Exercise prompt
Identify each line in the listing below that contains the word "pixel", and copy every such line in full.

Material for this task
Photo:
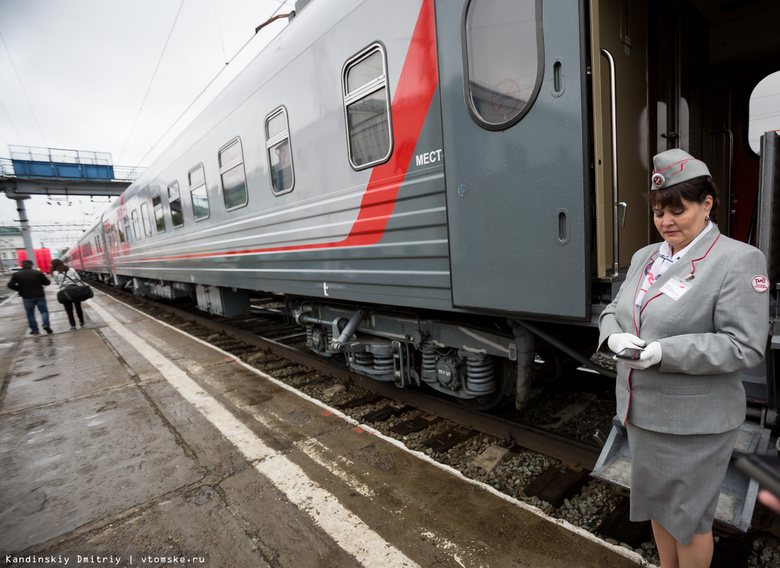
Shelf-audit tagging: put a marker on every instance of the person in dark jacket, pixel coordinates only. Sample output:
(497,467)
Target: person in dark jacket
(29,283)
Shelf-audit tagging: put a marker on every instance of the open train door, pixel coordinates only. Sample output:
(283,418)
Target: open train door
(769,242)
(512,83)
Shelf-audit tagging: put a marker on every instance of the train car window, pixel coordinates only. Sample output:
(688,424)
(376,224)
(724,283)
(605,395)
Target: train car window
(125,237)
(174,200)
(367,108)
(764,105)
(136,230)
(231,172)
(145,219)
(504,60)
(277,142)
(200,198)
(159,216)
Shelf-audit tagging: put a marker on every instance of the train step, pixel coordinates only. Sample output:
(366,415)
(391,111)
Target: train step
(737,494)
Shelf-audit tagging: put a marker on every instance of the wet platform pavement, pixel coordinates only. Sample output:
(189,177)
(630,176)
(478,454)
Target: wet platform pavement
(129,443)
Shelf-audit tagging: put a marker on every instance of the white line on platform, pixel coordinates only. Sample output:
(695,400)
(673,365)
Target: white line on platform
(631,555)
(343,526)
--
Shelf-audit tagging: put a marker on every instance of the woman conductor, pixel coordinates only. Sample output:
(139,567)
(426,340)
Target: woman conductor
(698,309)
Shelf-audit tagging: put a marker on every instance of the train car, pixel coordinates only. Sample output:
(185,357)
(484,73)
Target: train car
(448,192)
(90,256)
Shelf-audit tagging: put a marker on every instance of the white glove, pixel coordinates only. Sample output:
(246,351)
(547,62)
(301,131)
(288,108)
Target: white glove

Solved exercise
Shelf-audit tagging: put a marker on every instance of the person in dark jacket, pixel coordinates only. Sample output:
Shelf-audit tagging: put a marker on every instance of the open train door, pixel coordinates only. Sample output:
Shelf-audit tagging: put a marker on every instance of the train car window, pixel coordinates only. Sample output:
Shelf-audit tagging: put a marker on every instance of the train step, pixel coordinates only. Sample output:
Shelf-audit tagging: put a marker on every instance of the wet platform pavement, pixel coordinates only. Sample output:
Shelf-audit tagging: put a marker on every instance of the white line on platform, pixel coordinates only. Sample output:
Shelf-audit tagging: put a marker on every instance of the woman conductor, pixel coordinates only. Sample output:
Shelf-audit tagging: put a marker on every instance of the train car, pixel coordinates only. Sample output:
Shelf-audit tagging: put a marker on every instance of the white glove, pixel coordinates only. Sample output:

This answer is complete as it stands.